## Task requirements
Rescale the records from the line containing "Greenhouse-scouting request: tag the dormer" through the end of the records, both ends included: repeat every line, requests included, and multiply each x and y coordinate in the answers by 0.7, rounding to whole numbers with halves rounded up. Leave the pictures out.

— Start Data shown —

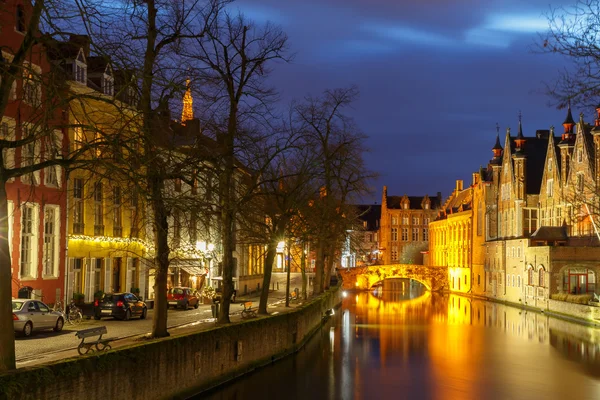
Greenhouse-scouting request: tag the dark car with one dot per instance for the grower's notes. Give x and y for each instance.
(120, 305)
(183, 297)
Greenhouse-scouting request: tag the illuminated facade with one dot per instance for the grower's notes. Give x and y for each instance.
(36, 201)
(456, 238)
(362, 242)
(404, 226)
(541, 214)
(106, 246)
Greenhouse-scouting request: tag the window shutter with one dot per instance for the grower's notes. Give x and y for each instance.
(70, 280)
(107, 275)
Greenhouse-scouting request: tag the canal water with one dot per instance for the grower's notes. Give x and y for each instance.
(412, 344)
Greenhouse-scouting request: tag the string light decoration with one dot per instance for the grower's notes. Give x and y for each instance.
(188, 111)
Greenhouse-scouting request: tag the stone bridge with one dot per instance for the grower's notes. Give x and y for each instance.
(363, 278)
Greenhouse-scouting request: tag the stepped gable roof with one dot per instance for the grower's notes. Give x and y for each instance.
(371, 214)
(589, 143)
(550, 233)
(535, 150)
(416, 202)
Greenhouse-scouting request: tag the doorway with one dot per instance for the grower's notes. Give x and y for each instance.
(117, 263)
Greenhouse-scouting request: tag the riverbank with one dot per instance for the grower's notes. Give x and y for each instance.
(174, 367)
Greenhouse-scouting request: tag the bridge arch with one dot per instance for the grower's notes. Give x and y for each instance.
(363, 278)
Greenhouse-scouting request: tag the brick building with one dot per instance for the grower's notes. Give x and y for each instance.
(36, 200)
(404, 226)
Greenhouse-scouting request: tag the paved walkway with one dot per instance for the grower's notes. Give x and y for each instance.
(47, 347)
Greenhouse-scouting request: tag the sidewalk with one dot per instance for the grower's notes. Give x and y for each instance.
(276, 305)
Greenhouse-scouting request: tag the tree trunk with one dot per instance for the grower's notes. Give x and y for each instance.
(303, 271)
(269, 259)
(328, 266)
(287, 283)
(159, 320)
(7, 333)
(228, 208)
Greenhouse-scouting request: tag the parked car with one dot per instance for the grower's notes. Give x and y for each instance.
(183, 297)
(120, 305)
(30, 315)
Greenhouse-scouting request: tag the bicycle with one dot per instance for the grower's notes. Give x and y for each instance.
(58, 307)
(74, 316)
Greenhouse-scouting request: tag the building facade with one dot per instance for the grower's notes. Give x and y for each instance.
(404, 226)
(36, 200)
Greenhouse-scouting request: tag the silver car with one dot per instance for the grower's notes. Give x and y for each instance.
(29, 315)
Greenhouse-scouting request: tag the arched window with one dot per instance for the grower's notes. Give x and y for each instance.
(20, 22)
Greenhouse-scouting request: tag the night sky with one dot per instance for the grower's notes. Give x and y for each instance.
(435, 76)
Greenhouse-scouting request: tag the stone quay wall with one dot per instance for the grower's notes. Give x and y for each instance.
(175, 367)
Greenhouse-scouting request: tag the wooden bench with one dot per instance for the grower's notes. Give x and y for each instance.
(248, 311)
(99, 344)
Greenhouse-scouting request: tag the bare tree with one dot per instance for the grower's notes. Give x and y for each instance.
(144, 39)
(574, 33)
(34, 142)
(232, 61)
(342, 177)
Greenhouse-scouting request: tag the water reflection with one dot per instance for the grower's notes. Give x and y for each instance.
(410, 343)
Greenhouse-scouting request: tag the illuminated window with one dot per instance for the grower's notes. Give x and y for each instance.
(78, 225)
(404, 234)
(98, 210)
(580, 182)
(28, 240)
(51, 240)
(117, 215)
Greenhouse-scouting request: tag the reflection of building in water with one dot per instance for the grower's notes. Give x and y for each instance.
(399, 289)
(577, 349)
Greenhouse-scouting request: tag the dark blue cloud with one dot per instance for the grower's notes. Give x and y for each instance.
(435, 77)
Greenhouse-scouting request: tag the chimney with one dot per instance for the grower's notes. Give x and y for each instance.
(458, 185)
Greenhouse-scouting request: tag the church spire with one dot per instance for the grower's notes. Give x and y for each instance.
(568, 124)
(188, 111)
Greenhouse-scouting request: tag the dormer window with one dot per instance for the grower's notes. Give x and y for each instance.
(20, 22)
(80, 68)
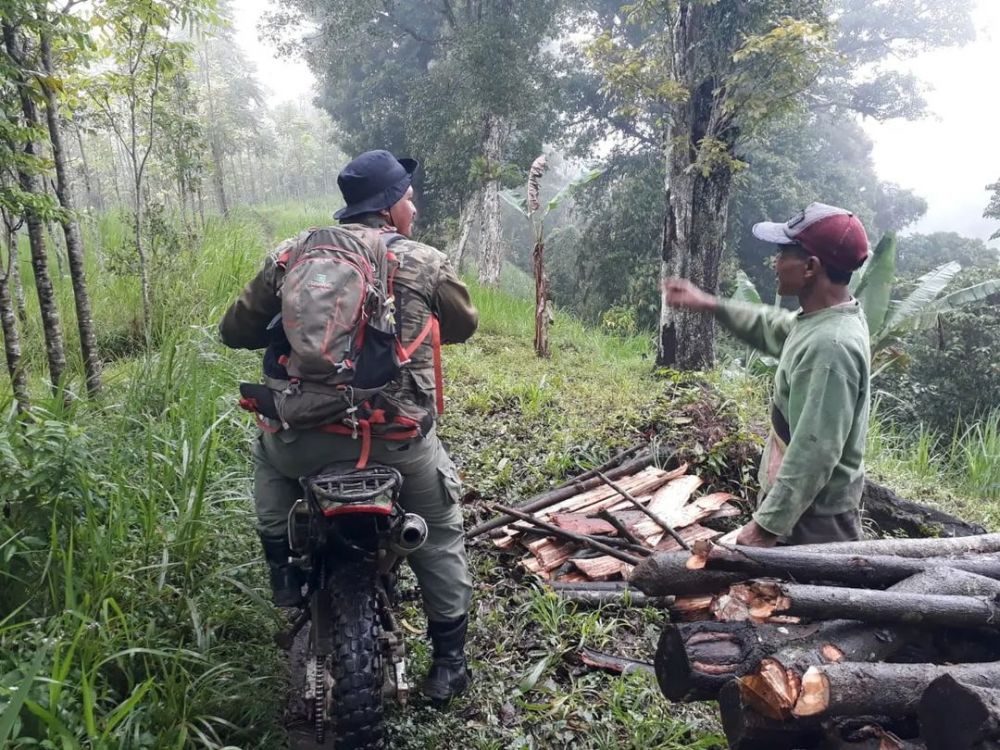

— End Data shown —

## Full output
Greenhouse-scouting request: tag the dormer window with one dot per instance for the grower's notes. Give x and y for each instance.
(14, 15)
(56, 48)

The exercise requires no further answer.